▶ [Stored entries]:
::::
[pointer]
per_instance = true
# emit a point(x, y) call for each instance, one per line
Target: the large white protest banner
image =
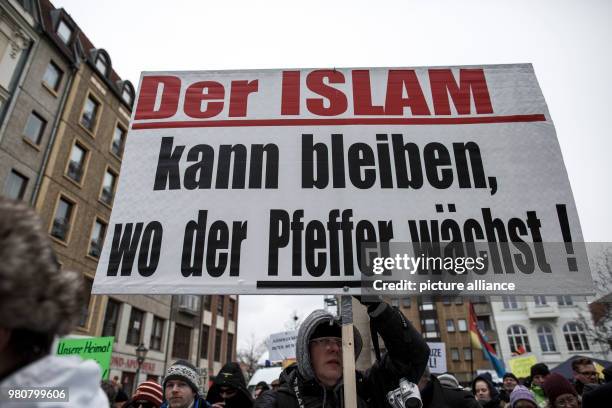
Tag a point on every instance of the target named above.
point(281, 346)
point(437, 358)
point(272, 181)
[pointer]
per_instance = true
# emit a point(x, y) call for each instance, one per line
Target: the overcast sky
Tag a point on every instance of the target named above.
point(568, 43)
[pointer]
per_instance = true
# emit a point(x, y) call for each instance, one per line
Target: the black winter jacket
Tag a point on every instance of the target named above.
point(407, 356)
point(435, 395)
point(230, 375)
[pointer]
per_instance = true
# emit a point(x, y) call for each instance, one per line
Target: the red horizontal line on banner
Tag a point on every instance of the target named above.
point(339, 122)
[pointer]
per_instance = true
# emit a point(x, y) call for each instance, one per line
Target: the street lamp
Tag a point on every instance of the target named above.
point(141, 354)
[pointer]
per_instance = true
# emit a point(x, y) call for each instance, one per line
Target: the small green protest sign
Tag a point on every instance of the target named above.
point(90, 348)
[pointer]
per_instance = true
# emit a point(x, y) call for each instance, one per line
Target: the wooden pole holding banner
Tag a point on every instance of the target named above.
point(348, 353)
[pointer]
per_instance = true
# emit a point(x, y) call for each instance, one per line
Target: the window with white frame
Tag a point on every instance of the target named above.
point(90, 113)
point(64, 31)
point(102, 64)
point(575, 337)
point(34, 128)
point(61, 221)
point(53, 76)
point(97, 239)
point(565, 300)
point(135, 327)
point(546, 338)
point(157, 332)
point(118, 141)
point(462, 325)
point(518, 339)
point(128, 95)
point(540, 300)
point(15, 185)
point(510, 302)
point(108, 188)
point(450, 325)
point(76, 165)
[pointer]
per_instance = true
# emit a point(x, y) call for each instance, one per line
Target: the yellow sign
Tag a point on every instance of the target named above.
point(521, 366)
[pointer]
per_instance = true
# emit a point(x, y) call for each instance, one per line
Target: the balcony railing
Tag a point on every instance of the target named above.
point(95, 248)
point(75, 170)
point(107, 195)
point(60, 228)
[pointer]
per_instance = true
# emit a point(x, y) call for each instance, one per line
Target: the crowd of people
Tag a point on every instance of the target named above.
point(39, 302)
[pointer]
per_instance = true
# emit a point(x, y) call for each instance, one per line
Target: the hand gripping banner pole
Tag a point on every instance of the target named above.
point(348, 352)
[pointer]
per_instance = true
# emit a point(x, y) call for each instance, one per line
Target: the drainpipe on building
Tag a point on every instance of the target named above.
point(25, 61)
point(200, 317)
point(168, 337)
point(56, 122)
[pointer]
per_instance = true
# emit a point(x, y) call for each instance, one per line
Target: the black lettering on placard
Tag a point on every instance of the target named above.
point(199, 175)
point(461, 151)
point(498, 234)
point(148, 255)
point(168, 166)
point(279, 238)
point(414, 179)
point(125, 245)
point(197, 244)
point(256, 167)
point(437, 165)
point(238, 153)
point(232, 162)
point(367, 165)
point(360, 156)
point(311, 154)
point(322, 243)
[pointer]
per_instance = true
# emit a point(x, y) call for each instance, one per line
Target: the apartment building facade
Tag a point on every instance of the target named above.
point(199, 329)
point(440, 320)
point(65, 116)
point(550, 327)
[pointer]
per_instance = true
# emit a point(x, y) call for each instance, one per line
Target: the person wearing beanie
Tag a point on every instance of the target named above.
point(539, 373)
point(148, 395)
point(182, 386)
point(485, 392)
point(315, 379)
point(229, 388)
point(444, 391)
point(121, 398)
point(585, 375)
point(448, 380)
point(560, 392)
point(521, 397)
point(38, 302)
point(509, 382)
point(260, 388)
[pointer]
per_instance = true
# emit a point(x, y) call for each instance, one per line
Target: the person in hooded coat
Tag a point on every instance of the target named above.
point(444, 391)
point(485, 392)
point(229, 387)
point(39, 301)
point(315, 380)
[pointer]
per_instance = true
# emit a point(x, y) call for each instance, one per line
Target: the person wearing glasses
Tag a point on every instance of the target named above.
point(585, 375)
point(38, 302)
point(560, 392)
point(315, 380)
point(229, 389)
point(181, 386)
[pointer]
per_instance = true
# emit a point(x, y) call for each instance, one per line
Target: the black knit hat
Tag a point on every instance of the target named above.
point(539, 369)
point(184, 371)
point(327, 330)
point(511, 376)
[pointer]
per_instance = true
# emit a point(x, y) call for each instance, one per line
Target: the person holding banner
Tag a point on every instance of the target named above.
point(315, 380)
point(39, 301)
point(229, 389)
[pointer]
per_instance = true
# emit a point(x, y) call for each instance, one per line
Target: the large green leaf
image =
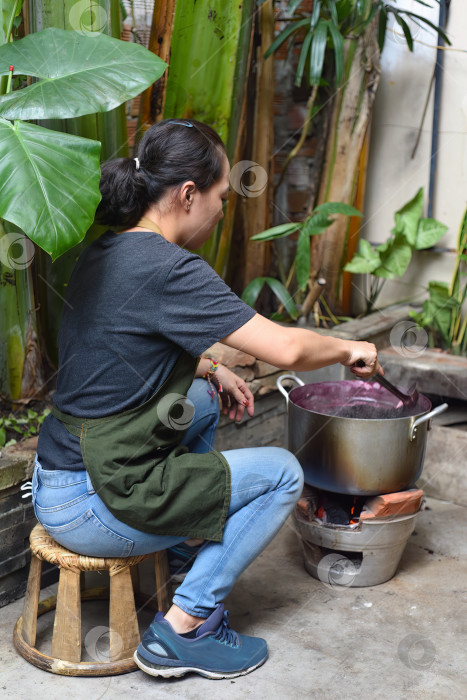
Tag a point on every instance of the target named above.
point(9, 9)
point(365, 261)
point(429, 232)
point(338, 41)
point(408, 216)
point(49, 184)
point(318, 49)
point(276, 232)
point(395, 258)
point(78, 74)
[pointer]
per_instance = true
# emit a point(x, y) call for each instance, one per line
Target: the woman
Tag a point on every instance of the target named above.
point(123, 465)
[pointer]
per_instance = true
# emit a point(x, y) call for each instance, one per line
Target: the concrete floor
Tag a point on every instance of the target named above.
point(402, 639)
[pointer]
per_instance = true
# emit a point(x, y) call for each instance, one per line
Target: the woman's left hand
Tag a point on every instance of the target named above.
point(235, 395)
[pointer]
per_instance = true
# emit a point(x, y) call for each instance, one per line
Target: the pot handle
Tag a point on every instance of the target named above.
point(284, 391)
point(428, 416)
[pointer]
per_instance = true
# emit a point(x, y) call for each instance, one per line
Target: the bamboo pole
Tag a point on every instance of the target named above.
point(355, 222)
point(258, 208)
point(236, 140)
point(350, 121)
point(153, 99)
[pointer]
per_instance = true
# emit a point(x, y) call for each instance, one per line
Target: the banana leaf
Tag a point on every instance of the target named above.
point(207, 75)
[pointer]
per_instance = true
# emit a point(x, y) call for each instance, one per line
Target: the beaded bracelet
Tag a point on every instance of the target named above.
point(210, 373)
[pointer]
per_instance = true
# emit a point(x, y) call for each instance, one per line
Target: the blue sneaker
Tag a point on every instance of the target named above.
point(215, 651)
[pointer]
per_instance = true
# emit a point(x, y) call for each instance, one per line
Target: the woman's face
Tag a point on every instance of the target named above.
point(206, 210)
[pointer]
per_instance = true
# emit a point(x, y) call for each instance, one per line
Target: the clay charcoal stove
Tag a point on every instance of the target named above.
point(355, 541)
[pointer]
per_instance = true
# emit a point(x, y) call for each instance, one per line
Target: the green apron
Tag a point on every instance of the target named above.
point(142, 473)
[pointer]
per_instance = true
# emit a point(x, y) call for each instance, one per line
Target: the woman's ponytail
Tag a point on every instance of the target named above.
point(171, 152)
point(124, 193)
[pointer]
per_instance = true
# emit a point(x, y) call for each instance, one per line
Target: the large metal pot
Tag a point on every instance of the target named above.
point(356, 455)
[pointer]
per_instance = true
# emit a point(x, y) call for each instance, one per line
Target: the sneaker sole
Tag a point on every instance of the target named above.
point(178, 671)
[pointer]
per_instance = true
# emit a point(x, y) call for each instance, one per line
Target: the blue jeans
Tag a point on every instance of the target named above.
point(266, 484)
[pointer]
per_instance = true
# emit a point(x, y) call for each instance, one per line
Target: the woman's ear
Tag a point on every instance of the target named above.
point(186, 193)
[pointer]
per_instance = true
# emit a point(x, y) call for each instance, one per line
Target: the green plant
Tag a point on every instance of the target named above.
point(26, 425)
point(314, 225)
point(443, 314)
point(391, 259)
point(74, 74)
point(339, 59)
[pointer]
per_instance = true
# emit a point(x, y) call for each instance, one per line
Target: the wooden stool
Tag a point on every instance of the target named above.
point(66, 641)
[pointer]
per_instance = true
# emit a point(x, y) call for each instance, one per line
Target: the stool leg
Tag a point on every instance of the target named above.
point(163, 585)
point(123, 622)
point(134, 571)
point(31, 601)
point(66, 641)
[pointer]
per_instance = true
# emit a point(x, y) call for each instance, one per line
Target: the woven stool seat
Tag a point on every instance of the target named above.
point(123, 627)
point(44, 547)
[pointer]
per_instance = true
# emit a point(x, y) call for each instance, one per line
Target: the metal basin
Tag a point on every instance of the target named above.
point(351, 436)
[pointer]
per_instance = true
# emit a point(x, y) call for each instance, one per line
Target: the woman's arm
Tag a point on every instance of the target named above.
point(299, 349)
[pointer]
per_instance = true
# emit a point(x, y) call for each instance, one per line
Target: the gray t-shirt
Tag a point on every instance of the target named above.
point(134, 301)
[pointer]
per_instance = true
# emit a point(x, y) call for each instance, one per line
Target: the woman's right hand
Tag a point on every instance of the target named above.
point(363, 359)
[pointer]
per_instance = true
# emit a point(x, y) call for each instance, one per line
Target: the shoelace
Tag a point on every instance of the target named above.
point(27, 488)
point(224, 633)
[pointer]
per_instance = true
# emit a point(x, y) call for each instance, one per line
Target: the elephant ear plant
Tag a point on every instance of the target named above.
point(391, 259)
point(50, 180)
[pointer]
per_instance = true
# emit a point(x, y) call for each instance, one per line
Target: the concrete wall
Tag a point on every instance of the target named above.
point(393, 175)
::::
▶ [WHAT TO PRODUCE]:
Among the records, find the lines that contain "wearing" and copy each of them.

▶ [RESPONSE AREA]:
Target: the person wearing beanie
Target: the person wearing glasses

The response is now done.